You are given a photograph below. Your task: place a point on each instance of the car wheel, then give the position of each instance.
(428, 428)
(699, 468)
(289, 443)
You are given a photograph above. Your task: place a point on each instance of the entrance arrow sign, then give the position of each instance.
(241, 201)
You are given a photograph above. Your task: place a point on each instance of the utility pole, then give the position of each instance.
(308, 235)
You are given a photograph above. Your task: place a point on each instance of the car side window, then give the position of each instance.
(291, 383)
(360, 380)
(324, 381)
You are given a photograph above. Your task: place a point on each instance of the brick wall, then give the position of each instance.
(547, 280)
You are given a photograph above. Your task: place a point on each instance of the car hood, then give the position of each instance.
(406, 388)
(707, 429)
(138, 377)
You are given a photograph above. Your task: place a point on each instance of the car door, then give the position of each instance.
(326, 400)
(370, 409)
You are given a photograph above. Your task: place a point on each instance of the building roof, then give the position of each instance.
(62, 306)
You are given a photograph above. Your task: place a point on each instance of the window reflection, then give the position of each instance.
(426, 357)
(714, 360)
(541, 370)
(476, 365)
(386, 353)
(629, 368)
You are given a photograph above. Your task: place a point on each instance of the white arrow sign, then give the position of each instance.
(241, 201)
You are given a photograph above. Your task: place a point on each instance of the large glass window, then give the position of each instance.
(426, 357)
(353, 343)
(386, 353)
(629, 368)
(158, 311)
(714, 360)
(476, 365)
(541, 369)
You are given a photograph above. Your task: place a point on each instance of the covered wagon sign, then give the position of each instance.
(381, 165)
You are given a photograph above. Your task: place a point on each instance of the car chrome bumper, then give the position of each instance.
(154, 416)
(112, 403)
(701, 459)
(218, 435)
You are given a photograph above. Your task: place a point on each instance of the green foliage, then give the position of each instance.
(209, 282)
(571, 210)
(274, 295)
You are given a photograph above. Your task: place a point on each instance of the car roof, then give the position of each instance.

EXERCISE BRIEF:
Your reply should consist of all the records, restated exactly.

TASK OUTPUT:
You are given a photograph below. Your task: place a point on each instance of the car wheel, then give the position of each instance.
(428, 428)
(699, 468)
(289, 443)
You are given a photograph above. Your task: place a point on each instance of the entrance arrow sign, then give the position of each instance.
(241, 201)
You are given a photograph above. Your task: place a point on each instance of the utility pole, then give the position of each instance.
(308, 235)
You are given a photograph above. Your task: place a point on each instance of the car side window, then give the position of each instance.
(291, 383)
(360, 380)
(324, 381)
You are given a photograph above. Your task: place a point on each instance of the brick wall, then give the position of each instance.
(547, 280)
You are given a photograph above. Your task: place a point on each instance of the car hood, then give the position of each instance.
(406, 388)
(707, 429)
(138, 377)
You are given a photograph above. Your task: place a point on each instance of the car door, then give the position of each instance.
(326, 400)
(370, 409)
You are given a photograph above. Your task: place a point on each instance of the building roof, then give the position of each instance.
(62, 306)
You are given a photograph above. Your task: place a point on each instance of the window reflection, then give the position of each instance.
(426, 357)
(714, 360)
(541, 370)
(476, 365)
(386, 353)
(629, 368)
You are given a photograph above. Your task: place a point on each instance of the white arrow sign, then give the position of each instance.
(241, 201)
You are given a photograph above. Your task: place a point on each instance of the large glass window, then give the position of each instance.
(426, 357)
(353, 343)
(386, 353)
(629, 368)
(158, 311)
(714, 360)
(476, 365)
(541, 369)
You are given a photograph above. Your task: place a point on each instance of the covered wagon sign, then give the position of each instance.
(381, 165)
You are given a photograph above. Your task: place a point on each instance of the car chrome bumper, then give the position of each instance.
(154, 416)
(112, 403)
(701, 459)
(218, 435)
You are given a photograph above. Your task: place a point on each instance of the green foliage, then give the position of each instance.
(209, 282)
(571, 210)
(274, 295)
You are given a photograph above. Your task: place a point on each instance of the car roof, then give the position of each instance.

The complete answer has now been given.